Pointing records
********************

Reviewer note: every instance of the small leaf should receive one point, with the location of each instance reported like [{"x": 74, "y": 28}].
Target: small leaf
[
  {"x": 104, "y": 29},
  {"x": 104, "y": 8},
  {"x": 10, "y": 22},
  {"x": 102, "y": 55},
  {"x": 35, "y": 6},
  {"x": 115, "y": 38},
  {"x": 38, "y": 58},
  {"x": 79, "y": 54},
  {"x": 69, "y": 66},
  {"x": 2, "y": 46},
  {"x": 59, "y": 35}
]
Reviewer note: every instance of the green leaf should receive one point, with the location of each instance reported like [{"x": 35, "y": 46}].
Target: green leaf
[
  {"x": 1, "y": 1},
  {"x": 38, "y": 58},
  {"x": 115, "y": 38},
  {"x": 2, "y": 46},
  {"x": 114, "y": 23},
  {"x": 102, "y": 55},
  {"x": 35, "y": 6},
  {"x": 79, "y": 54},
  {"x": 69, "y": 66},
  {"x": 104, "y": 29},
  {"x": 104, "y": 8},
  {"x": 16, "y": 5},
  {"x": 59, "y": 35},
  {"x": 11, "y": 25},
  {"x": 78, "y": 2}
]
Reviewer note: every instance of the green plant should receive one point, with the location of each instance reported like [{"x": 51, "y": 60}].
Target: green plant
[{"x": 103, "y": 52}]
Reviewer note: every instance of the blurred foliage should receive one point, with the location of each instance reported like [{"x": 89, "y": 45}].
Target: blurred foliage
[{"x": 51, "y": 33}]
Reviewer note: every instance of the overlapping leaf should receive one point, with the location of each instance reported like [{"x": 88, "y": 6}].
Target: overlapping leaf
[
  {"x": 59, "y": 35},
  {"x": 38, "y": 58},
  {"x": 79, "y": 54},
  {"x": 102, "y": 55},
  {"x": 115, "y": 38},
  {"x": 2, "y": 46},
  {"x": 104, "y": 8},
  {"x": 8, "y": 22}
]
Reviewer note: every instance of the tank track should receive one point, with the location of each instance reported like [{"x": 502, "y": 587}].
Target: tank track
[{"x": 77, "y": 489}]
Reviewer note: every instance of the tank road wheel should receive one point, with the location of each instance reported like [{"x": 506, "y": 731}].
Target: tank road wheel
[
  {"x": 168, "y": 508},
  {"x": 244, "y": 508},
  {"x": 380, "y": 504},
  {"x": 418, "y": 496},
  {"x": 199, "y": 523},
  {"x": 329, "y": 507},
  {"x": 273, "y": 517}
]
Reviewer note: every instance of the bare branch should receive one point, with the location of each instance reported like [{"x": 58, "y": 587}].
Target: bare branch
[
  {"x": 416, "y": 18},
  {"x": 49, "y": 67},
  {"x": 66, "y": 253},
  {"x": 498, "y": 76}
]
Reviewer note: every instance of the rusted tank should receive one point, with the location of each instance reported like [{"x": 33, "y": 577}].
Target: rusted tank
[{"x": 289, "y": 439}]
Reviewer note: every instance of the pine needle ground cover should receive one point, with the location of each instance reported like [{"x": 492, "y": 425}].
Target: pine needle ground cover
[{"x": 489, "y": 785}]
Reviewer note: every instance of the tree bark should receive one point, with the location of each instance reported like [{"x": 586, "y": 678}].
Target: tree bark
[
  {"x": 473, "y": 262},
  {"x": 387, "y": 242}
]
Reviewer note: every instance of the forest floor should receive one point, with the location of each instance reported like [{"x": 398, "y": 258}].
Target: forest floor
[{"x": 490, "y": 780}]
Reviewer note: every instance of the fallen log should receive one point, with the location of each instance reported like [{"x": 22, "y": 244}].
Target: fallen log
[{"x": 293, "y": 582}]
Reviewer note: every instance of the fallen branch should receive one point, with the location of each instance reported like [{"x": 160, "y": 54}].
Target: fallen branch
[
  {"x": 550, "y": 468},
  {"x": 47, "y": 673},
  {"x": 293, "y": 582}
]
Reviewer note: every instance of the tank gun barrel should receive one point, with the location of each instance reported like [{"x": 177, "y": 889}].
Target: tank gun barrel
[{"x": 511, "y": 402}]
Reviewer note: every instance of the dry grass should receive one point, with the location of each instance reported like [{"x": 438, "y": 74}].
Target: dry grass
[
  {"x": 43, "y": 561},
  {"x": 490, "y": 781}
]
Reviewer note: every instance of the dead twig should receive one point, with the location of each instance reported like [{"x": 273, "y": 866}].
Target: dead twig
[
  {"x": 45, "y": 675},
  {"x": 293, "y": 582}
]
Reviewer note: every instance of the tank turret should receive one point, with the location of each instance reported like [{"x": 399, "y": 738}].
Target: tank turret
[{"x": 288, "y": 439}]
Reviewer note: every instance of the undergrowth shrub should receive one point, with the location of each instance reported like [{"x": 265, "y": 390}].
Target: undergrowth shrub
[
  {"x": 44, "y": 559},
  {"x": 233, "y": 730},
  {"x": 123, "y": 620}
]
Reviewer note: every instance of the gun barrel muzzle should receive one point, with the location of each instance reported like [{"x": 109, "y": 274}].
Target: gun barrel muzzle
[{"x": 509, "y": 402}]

********************

**YOUR OBJECTIVE:** Output every line of the entries above without any change.

**RESULT:**
Reviewer note: every instance of the small leaf should receive one point, with the location of each instance reported like [{"x": 74, "y": 28}].
Target: small leaf
[
  {"x": 104, "y": 29},
  {"x": 104, "y": 8},
  {"x": 10, "y": 22},
  {"x": 102, "y": 55},
  {"x": 35, "y": 6},
  {"x": 115, "y": 38},
  {"x": 38, "y": 58},
  {"x": 79, "y": 54},
  {"x": 69, "y": 66},
  {"x": 2, "y": 46},
  {"x": 59, "y": 35}
]
Reviewer note: every instance of the green leaf should receive one point, with the location of each instance reported like [{"x": 35, "y": 46}].
Target: green leaf
[
  {"x": 1, "y": 1},
  {"x": 38, "y": 58},
  {"x": 115, "y": 38},
  {"x": 2, "y": 46},
  {"x": 114, "y": 23},
  {"x": 102, "y": 55},
  {"x": 35, "y": 6},
  {"x": 79, "y": 54},
  {"x": 69, "y": 66},
  {"x": 104, "y": 29},
  {"x": 104, "y": 8},
  {"x": 16, "y": 5},
  {"x": 59, "y": 35},
  {"x": 11, "y": 25},
  {"x": 78, "y": 2}
]
Reviewer note: every instance of the green plant should receive one point, with the location of each instance reported like [{"x": 51, "y": 60}].
Target: green plant
[{"x": 103, "y": 52}]
Reviewer note: every instance of the blurred foliage should receive one point, with the location of each instance reported like [{"x": 89, "y": 45}].
Target: blurred foliage
[{"x": 51, "y": 33}]
Reviewer note: every instance of the overlapping leaf should receive one point, with the location of each instance reported like [{"x": 88, "y": 6}].
Target: overlapping leaf
[
  {"x": 59, "y": 35},
  {"x": 38, "y": 58},
  {"x": 79, "y": 54},
  {"x": 102, "y": 55},
  {"x": 115, "y": 38},
  {"x": 2, "y": 46},
  {"x": 104, "y": 8},
  {"x": 8, "y": 22}
]
Reviewer note: every instance of the tank track should receive one point, with the location of each instance reported like [{"x": 502, "y": 587}].
Target: tank track
[{"x": 77, "y": 489}]
Reviewer note: every instance of the tank road wheel should receive one point, with the location of each instance reported like [{"x": 506, "y": 731}].
Target: tank road wheel
[
  {"x": 168, "y": 508},
  {"x": 244, "y": 508},
  {"x": 380, "y": 504},
  {"x": 418, "y": 496},
  {"x": 199, "y": 523},
  {"x": 329, "y": 507},
  {"x": 273, "y": 517}
]
Reviewer note: every instance of the bare branch should receive one point, with the location of each instance reported like [{"x": 58, "y": 587}].
Target: bare branch
[
  {"x": 416, "y": 18},
  {"x": 49, "y": 67},
  {"x": 66, "y": 253},
  {"x": 498, "y": 76}
]
Reviewer note: every instance of the rusted tank should receive one point, with the location of each instance reported like [{"x": 33, "y": 577}].
Target: rusted tank
[{"x": 289, "y": 439}]
Reviewer note: every instance of the pine needle ground cover should receive one point, with the location of each instance reported like [{"x": 492, "y": 425}].
Target: pine needle ground cover
[{"x": 489, "y": 785}]
Reviewer note: every instance of the tree bark should receive one point, with the location of each instance reported like [{"x": 586, "y": 678}].
Target: tree bark
[
  {"x": 473, "y": 262},
  {"x": 387, "y": 242}
]
Reviewer note: every instance of the forest floor should receive one point, with the location of each instance reported like [{"x": 398, "y": 258}].
Target: forest floor
[{"x": 490, "y": 780}]
Reviewer note: every instance of the fallen log should receive one point, with the location of each instance reported like [{"x": 22, "y": 244}].
Target: fallen log
[{"x": 293, "y": 582}]
Reviewer note: every instance of the fallen branch should receive one point, with the location of each instance reported like [{"x": 160, "y": 54}].
Target: fallen branch
[
  {"x": 550, "y": 468},
  {"x": 47, "y": 673},
  {"x": 293, "y": 582}
]
Reviewer note: every instance of the tank gun barrel should receive one point, with the location of each instance reported like [{"x": 177, "y": 889}].
Target: tank gun barrel
[{"x": 511, "y": 402}]
Reviewer note: every instance of the dry grass should receive one point, with the location of each instance reported like [{"x": 438, "y": 74}].
Target: dry grass
[
  {"x": 43, "y": 561},
  {"x": 490, "y": 781}
]
Reviewer note: every instance of the dead twig should receive one point, with the location of each instance reported like [{"x": 273, "y": 866}].
Target: dead twig
[
  {"x": 45, "y": 675},
  {"x": 293, "y": 582}
]
Reviewer note: every instance of the tank turret should receive one point, with the location of each instance reported like [{"x": 399, "y": 738}].
Target: tank turret
[{"x": 288, "y": 439}]
Reviewer note: every instance of the undergrowth shrub should receive one point, with the location of each instance reported like [{"x": 265, "y": 390}].
Target: undergrowth shrub
[
  {"x": 44, "y": 559},
  {"x": 233, "y": 730},
  {"x": 123, "y": 620}
]
Reviewer note: every instance of the gun barrel muzzle should receive one point, with the location of each instance reported like [{"x": 109, "y": 274}].
Target: gun barrel muzzle
[{"x": 509, "y": 402}]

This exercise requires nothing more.